«Como vê, do Palatino a Lisboa, o latim atravessou fronteiras ao longo de centenas de marcos miliários e assentou arraiais na nossa vida.»
Na semana em que ensinei aos meus alunos de 10.º ano a variação histórica do português, decidi escrever um artigo sobre a importância do latim.
Hoje, quase não se ensina Latim nas escolas secundárias. Segundo dados oficiais, no final do século XX, havia aproximadamente 13 mil alunos a realizarem o exame de 12.º ano de Latim. Se compararmos estes aos 67 que o realizaram em 2018 (agora o exame é feito no 11º ano e, nos dois últimos anos, muitos alunos não o fizeram por não pretenderem usá-lo como prova específica), verificamos que o número é quase irrisório no total de alunos que fazem exames nacionais.
Para que serve estudar latim? Estará o leitor a cogitar («a pensar», do latim cogitāre,) por esta altura.
O latim está na génese da nossa língua e de tantas outras línguas novilatinas (italiano; castelhano; galego; francês; provençal; catalão; romeno, corso, sardo, rético). Daí a semelhança entre muitas das palavras destes idiomas, como podemos observar no verbo perdoar. Tem origem no vocábulo latino perdonare, formado por per (para) + donare (dar). No francês evoluiu para pardonner; no espanhol para perdonar; no italiano, temos perdonare.

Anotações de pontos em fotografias
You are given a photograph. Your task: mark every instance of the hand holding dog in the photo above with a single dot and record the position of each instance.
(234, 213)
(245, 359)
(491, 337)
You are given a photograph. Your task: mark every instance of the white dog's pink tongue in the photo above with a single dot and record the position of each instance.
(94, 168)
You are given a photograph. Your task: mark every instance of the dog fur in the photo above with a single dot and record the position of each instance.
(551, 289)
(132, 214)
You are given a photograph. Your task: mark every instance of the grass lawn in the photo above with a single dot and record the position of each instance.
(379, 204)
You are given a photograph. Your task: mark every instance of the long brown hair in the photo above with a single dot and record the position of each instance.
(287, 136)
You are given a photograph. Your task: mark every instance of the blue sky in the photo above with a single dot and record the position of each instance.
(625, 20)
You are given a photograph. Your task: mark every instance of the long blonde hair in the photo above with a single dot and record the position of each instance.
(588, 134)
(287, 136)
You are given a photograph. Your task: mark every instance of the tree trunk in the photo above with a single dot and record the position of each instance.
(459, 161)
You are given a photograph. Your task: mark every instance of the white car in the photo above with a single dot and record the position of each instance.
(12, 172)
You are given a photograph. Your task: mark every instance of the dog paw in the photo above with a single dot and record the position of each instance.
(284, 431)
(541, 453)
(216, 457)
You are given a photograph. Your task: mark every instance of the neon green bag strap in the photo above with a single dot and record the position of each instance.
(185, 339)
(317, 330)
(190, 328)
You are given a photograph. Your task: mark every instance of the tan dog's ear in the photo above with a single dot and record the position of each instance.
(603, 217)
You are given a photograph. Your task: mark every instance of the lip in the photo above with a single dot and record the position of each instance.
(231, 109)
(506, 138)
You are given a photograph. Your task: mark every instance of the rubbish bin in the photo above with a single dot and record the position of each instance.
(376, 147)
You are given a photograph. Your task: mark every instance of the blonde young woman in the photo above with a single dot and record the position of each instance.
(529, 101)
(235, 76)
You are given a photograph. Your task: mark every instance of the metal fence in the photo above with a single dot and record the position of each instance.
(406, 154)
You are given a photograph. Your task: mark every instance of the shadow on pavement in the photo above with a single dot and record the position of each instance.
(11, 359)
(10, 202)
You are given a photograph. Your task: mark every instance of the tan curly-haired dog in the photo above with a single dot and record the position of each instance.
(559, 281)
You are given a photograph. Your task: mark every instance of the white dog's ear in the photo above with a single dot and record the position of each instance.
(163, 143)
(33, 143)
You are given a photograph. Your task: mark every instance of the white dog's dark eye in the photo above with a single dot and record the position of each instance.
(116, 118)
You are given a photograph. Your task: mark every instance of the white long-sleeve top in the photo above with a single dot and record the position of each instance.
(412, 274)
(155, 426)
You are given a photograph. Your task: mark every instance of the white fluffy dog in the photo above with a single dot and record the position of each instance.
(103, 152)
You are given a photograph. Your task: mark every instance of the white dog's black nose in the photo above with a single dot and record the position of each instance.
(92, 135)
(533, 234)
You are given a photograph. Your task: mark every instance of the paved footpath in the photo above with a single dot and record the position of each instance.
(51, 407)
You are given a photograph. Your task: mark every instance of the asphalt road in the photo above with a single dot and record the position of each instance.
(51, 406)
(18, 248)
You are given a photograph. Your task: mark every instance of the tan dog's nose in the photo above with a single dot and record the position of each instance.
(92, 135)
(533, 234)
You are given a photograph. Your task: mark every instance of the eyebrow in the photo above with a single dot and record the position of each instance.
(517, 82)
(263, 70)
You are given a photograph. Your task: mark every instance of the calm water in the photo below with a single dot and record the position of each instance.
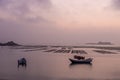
(56, 66)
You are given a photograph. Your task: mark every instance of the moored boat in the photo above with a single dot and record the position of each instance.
(81, 61)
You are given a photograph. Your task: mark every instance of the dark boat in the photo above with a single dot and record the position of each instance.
(81, 61)
(22, 62)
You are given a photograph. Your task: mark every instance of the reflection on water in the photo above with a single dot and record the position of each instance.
(72, 65)
(47, 66)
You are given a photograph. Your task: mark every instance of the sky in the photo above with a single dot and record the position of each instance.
(59, 21)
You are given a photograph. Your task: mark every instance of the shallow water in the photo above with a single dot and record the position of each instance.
(56, 66)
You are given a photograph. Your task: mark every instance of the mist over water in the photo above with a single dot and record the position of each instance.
(42, 65)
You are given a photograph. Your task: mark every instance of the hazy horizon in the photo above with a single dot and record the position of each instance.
(59, 21)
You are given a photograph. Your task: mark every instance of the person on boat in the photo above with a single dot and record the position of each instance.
(79, 57)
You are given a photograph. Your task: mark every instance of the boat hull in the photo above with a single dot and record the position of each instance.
(84, 61)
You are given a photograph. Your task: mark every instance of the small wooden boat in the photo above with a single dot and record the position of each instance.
(22, 62)
(81, 61)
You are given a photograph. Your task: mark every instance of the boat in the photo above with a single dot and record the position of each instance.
(81, 61)
(22, 62)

▸ Tarefas a realizar:
[1] Devolve, sem qualquer alteração, o trecho do artigo sobre o latim que vai de "O latim está" até "italiano, temos perdonare.".
[2] Segundo o artigo sobre o latim, quantos alunos realizaram o exame de Latim em 2018?
[3] Prolonga o artigo sobre o latim a partir da última frase apresentada.
Os registos têm origem numa fonte diferente.

▸ Respostas às tarefas:
[1]
O latim está na génese da nossa língua e de tantas outras línguas novilatinas (italiano; castelhano; galego; francês; provençal; catalão; romeno, corso, sardo, rético). Daí a semelhança entre muitas das palavras destes idiomas, como podemos observar no verbo perdoar. Tem origem no vocábulo latino perdonare, formado por per (para) + donare (dar). No francês evoluiu para pardonner; no espanhol para perdonar; no italiano, temos perdonare.

[2] 67 alunos.

[3]
Conhecer a língua e a cultura latina permite-nos entender melhor quem somos e donde viemos. Cerca de oitenta por cento do léxico português tem a sua génese no latim. Todavia, a sua influência verifica-se através do léxico herdado (que entrou por via popular, estando presente no português desde a sua origem) e do léxico integrado na língua (que entrou por via erudita, sobretudo no período renascentista).
Às palavras portuguesas distintas, que provém do mesmo étimo, chamamos palavras divergentes. São exemplos: arena > arena-areia; cathedra > cátedra-cadeira; factum > facto-feito; plenu- > pleno-cheio; solitariu > solitário-solteiro. As palavras mais próximas do étimo são as que entraram por via erudita.
Também há palavras portuguesas que são iguais, mas têm origem em étimos diferentes a que damos o nome de palavras convergentes. São exemplos: rideo > rio (forma do verbo rir) e rivo > rio (curso de água); sanum > são (saudável), sunt > são (forma do verbo ser) e sanctum > são (santo);
O latim não está morto, pois então! Ele está presente em grande parte do nosso dia a dia.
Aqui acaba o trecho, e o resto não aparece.